EXERCISE DETAILS:
The full set of entries below, restated word for word and stripped of images, is the expected result.

STORED DATA:
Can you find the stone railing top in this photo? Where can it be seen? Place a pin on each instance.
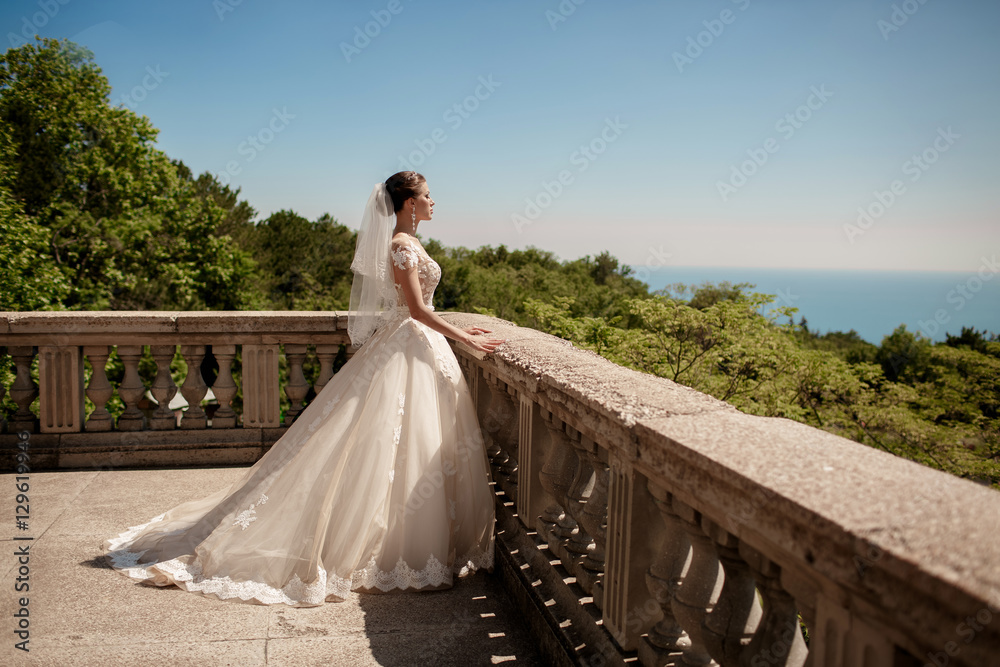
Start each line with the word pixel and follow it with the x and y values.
pixel 888 533
pixel 813 502
pixel 124 327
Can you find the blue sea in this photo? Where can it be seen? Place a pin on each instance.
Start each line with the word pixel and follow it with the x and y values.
pixel 873 303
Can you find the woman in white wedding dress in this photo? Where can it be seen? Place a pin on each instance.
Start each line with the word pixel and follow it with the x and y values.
pixel 382 482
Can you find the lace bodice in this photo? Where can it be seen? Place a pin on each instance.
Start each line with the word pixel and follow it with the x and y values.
pixel 406 253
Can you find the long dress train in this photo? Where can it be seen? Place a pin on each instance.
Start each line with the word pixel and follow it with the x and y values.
pixel 381 483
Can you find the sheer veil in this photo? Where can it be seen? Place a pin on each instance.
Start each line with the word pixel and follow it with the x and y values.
pixel 373 294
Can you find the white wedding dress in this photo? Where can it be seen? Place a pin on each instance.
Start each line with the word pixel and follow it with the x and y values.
pixel 381 483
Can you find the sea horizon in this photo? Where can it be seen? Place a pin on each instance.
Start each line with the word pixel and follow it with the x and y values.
pixel 872 302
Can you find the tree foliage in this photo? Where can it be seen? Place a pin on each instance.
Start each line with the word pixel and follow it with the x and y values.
pixel 94 216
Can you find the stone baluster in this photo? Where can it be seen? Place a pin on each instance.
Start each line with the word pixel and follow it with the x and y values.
pixel 664 643
pixel 532 497
pixel 24 390
pixel 326 355
pixel 580 542
pixel 700 587
pixel 557 475
pixel 99 391
pixel 261 407
pixel 60 379
pixel 163 389
pixel 778 641
pixel 131 389
pixel 735 617
pixel 194 388
pixel 500 427
pixel 224 387
pixel 632 547
pixel 297 387
pixel 594 520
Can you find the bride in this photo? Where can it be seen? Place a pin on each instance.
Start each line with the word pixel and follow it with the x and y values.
pixel 381 483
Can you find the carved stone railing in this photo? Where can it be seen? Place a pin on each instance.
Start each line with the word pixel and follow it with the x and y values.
pixel 647 522
pixel 56 344
pixel 639 521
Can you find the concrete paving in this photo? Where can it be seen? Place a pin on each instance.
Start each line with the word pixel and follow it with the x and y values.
pixel 82 613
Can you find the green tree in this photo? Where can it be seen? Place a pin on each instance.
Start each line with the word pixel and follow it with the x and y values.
pixel 29 279
pixel 123 227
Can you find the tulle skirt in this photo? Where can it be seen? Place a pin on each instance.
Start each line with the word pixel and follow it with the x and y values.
pixel 381 483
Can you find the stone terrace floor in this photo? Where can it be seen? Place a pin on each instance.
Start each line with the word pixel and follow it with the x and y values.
pixel 82 613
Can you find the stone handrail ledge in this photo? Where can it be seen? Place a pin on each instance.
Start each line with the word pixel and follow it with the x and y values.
pixel 661 523
pixel 887 561
pixel 69 439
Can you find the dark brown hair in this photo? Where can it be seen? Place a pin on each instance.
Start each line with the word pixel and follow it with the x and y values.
pixel 403 185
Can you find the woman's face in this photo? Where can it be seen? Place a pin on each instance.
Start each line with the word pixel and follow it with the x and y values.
pixel 423 204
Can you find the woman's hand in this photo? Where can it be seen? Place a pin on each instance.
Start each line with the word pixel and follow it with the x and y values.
pixel 486 345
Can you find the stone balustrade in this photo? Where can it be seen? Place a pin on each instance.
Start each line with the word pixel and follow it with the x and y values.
pixel 639 521
pixel 67 438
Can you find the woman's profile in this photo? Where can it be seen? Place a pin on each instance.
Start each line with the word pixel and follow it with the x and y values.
pixel 380 484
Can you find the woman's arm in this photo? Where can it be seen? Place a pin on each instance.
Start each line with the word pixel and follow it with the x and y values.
pixel 405 274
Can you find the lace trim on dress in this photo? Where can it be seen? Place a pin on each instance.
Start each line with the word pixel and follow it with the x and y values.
pixel 403 255
pixel 249 515
pixel 296 592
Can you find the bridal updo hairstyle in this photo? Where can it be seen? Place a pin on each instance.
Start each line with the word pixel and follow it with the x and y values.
pixel 403 185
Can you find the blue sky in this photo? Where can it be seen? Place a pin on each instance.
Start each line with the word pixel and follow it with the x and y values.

TASK ANSWER:
Can you find the stone railing top in this photo? Where can it be seen? Place a pin on each instance.
Start each line with the word pixel and follow it with the x and y values.
pixel 888 533
pixel 813 502
pixel 124 327
Can you find the blue sea in this photo? Where can it be seen? Place a pin on each instance.
Start each line with the word pixel and follow it with the x and y values.
pixel 873 303
Can you find the woman in white wedding dress in this photo? Where can it be seen? Place a pin on each instance.
Start each line with the word pixel and follow it with the x and y values.
pixel 382 482
Can you find the lace bodice in this photo? Where can it be seen? Place a pin on each instance.
Start each line with the word pixel and follow it with the x and y values.
pixel 406 253
Can you find the long dress train in this photo? Where can it be seen? Place a pin on each instance.
Start each line with the word pixel and follow it with the x and y values.
pixel 381 483
Can you find the sheer veil in this photo? Where can it be seen? Place a pin on each instance.
Start each line with the word pixel and follow it with the x and y values.
pixel 373 294
Can you find the white wedding dress in this photo? Where can it be seen? Place a pin on each instance.
Start each line with the word pixel and follow it with the x and y values.
pixel 381 483
Can you find the sea horizon in this photo? Where can it be seen? Place a pin on each instance.
Start each line with the word pixel and follow it with the x and y values.
pixel 872 302
Can you find the tree foliage in this photo? Where can it be seen? Place a pin on each instance.
Start each line with the word pixel and follow it with the x and y values.
pixel 94 216
Can you find the stone baluster in this photo? Where can it be seen? Place a pin on each instance.
Start each line with the word pixel and follow it with the x and y values.
pixel 664 643
pixel 532 497
pixel 24 390
pixel 326 355
pixel 580 542
pixel 700 587
pixel 557 475
pixel 99 391
pixel 261 407
pixel 60 379
pixel 163 389
pixel 778 641
pixel 131 389
pixel 735 617
pixel 194 388
pixel 500 427
pixel 224 387
pixel 632 547
pixel 297 387
pixel 594 520
Can you find the bride in this photo? Where can it be seen? Place a pin on each instance.
Start each line with the word pixel and follow it with the x and y values.
pixel 381 483
Can you find the carved stone railing in this photo? Where can it be seen? Place a pin on each instance.
Start each line with the word pixel and follow it with the x and y values.
pixel 647 522
pixel 56 344
pixel 639 521
Can you find the concrete paving in this photo? Where can it be seen? Place a pin on each instance.
Start each line with the word pixel and follow it with the x and y values.
pixel 82 613
Can you find the green tree in this photo? Where can it be seen? Place a pin on each instance.
Start each line with the word pixel and follow it with the x and y values.
pixel 29 279
pixel 123 227
Can you find the tulle skirt in this photo? Where can it be seen? Place a pin on each instance.
Start each line with the word pixel and follow it with the x and y values.
pixel 381 483
Can you find the stone terrace floor in this photo? Where can it be seen? Place a pin on each instance.
Start each line with the word pixel and follow it with the x and y values.
pixel 82 613
Can you find the stone handrail ledge in this photo? Where can it be seen? Place a pin on each instance.
Start each line with the word pixel and follow it with the x and y values.
pixel 661 523
pixel 887 561
pixel 69 439
Can you find the dark brown hair in this photo? Where can it be seen? Place a pin on each instance.
Start each line with the word pixel and follow it with the x and y values.
pixel 403 185
Can you find the woman's face in this photo? Where can it be seen? Place a pin on each instance.
Start each line with the word pixel and follow it with the x and y values.
pixel 423 204
Can you find the woman's hand in this photo? Where can it be seen? Place a pin on each instance.
Start each line with the word pixel and follow it with the x and y values.
pixel 486 345
Can you find the stone balustrade in this photo? Where can it be seen? Place a pin on each instance.
Start each line with the word pixel and follow it with the x and y values.
pixel 639 521
pixel 67 438
Can you find the woman's profile in this photo? Where can it be seen? Place a pin on each instance.
Start each line with the word pixel and follow it with the x and y values.
pixel 380 484
Can you find the woman's arm in this photo? Where can it be seen? Place a pin on each instance.
Start each line with the word pixel and follow it with the x and y values.
pixel 405 274
Can you find the lace trim on dress in this photo? Where can it be seen? Place a pin on each instance.
Start each line with the word pixel and follow it with the x and y values.
pixel 403 255
pixel 249 515
pixel 296 592
Can you find the bridal updo hairstyle in this photo? Where can it be seen? Place a pin on each instance.
Start each line with the word pixel and follow it with the x and y values.
pixel 403 185
Can you find the blue sky in this photo? Where can it be seen? Place a pin on each instance.
Start each line with the word pixel and follow it with the x and y values.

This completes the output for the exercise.